**AIM**
Copy out the stretch of records from the line containing "Class, indicate each instance of the tree" through the line containing "(1295, 155)", reproducing them word for word.

**MATERIALS PROVIDED**
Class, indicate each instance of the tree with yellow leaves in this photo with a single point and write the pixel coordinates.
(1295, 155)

...

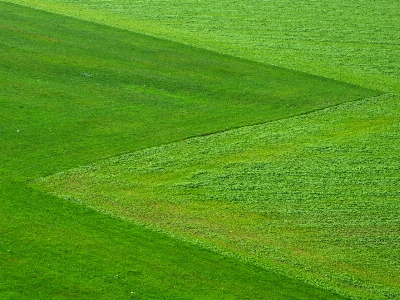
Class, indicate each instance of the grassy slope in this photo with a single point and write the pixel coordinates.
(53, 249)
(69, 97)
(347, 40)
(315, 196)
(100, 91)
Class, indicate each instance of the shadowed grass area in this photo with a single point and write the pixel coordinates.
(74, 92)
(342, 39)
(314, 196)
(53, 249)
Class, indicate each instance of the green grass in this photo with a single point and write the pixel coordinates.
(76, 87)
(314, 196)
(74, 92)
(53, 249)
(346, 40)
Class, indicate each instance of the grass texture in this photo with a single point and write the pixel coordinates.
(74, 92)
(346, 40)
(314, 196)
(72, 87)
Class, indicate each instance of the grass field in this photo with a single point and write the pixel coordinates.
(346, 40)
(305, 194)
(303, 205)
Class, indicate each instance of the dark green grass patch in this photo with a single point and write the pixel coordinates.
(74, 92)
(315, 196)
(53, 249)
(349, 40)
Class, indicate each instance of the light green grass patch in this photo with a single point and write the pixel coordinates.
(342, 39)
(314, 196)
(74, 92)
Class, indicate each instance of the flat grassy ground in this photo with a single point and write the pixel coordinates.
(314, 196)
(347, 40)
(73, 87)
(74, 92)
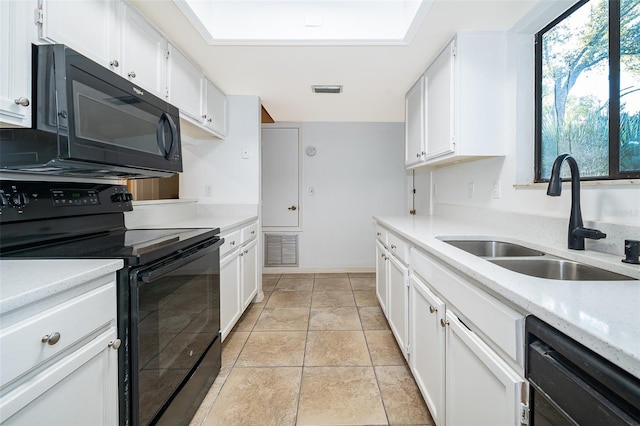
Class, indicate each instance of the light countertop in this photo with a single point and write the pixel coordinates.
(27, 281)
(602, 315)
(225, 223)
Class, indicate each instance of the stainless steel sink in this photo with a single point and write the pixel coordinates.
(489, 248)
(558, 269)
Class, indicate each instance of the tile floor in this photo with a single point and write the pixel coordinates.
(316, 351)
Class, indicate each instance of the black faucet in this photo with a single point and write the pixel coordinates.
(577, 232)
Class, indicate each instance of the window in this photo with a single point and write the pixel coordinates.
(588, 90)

**EXERCISE RESPONSE**
Class, indicate each instance of the tree with yellow leaves in this photo with a single point and write the pixel coordinates.
(1295, 155)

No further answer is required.